Stored data:
────

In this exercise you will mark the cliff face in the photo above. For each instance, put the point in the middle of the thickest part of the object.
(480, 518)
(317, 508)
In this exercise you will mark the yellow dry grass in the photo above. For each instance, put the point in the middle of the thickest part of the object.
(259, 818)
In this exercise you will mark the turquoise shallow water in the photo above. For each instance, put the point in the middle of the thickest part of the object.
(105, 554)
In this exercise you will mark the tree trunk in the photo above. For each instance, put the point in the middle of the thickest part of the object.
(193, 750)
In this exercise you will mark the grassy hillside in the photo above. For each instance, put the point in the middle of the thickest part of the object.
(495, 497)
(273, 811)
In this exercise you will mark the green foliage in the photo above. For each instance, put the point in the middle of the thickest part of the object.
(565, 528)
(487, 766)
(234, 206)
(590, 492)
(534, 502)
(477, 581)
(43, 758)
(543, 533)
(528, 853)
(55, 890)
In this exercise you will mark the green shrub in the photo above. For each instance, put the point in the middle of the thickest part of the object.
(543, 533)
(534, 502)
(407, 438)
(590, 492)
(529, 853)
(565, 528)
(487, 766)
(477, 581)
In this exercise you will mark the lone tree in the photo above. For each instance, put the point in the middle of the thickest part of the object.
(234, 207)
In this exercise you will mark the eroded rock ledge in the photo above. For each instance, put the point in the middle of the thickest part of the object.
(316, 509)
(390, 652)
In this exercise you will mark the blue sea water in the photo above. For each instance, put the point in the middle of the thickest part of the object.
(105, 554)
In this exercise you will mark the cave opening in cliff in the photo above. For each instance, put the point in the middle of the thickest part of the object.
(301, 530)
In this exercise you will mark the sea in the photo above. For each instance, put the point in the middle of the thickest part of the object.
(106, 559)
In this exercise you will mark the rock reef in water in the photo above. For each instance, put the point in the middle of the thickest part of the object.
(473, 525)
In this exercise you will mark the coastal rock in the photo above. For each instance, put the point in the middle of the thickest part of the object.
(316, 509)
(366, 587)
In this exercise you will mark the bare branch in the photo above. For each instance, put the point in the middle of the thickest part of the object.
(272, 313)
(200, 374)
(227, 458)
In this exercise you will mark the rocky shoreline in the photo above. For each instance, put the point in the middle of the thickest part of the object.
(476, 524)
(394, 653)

────

What the exercise asks: Reproduce every entry shown above, precisely as it stands.

Your response:
In this exercise you will mark the cliff face in the photo above. For each instance, put the point in the middle of the thickest part of the object.
(480, 518)
(317, 508)
In this exercise you will mark the yellow dry grass in the photo above. For each instance, put the point in the middle of the thickest part of the object.
(259, 818)
In this exercise you will mark the turquoise shallow water in the photo above. For each instance, put the point in the middle of the thickest part of the object.
(105, 554)
In this exercise you will mark the tree trunk in the photo above. For each instance, put the point in the middle of the thickest part of the object.
(193, 750)
In this exercise you will mark the grassy hillside in the photo above. For each instance, put the point in the middle of the thickest part of the object.
(495, 497)
(273, 811)
In this exercise you will mark the green foliage in the photo above. For each instance, put the point in the middle of the thickest part of the object.
(565, 528)
(487, 766)
(234, 206)
(590, 492)
(534, 502)
(477, 581)
(43, 758)
(543, 533)
(528, 853)
(55, 890)
In this exercise you will mark the green shrub in the photo above. For each instance, put the point in the middle of the thickest part of the object.
(543, 533)
(534, 502)
(407, 438)
(590, 492)
(529, 853)
(565, 528)
(487, 766)
(477, 581)
In this exercise you will mark the lone tree in the photo above. For each instance, put the point in the middle of the thickest part of the object.
(234, 207)
In this exercise you will mark the eroded rock ledge in the photo above. For each instance, put the point in the middle of the thickest part of the object.
(316, 509)
(390, 652)
In this exercise you will mark the blue sea water in the photo above. For each instance, put the point in the middle of the thickest part of the object.
(105, 554)
In this exercise you will mark the cave opening in cliff in the photo above. For each instance, put the point in the middle of the thickest part of the object.
(301, 530)
In this exercise you will mark the sea in the photo above. For each instance, put the point in the middle of the thickest part of the object.
(106, 559)
In this exercise you will mark the rock reef in water in the photo above. For each instance, put the point in the middle of the thickest part of the object.
(473, 525)
In this exercise you will mark the coastal rock in the photo above. For each instance, put the point in the middle of the thickest part of the object.
(316, 509)
(366, 587)
In this exercise you will mark the bare branch in the photo above. For each instance, put the point in the middle of the thickest part of the object.
(272, 313)
(200, 374)
(227, 458)
In this exercise you will mark the rocky shoreline in the photo above. For each instance, put the point in the middle of the thickest part of the object.
(476, 524)
(394, 653)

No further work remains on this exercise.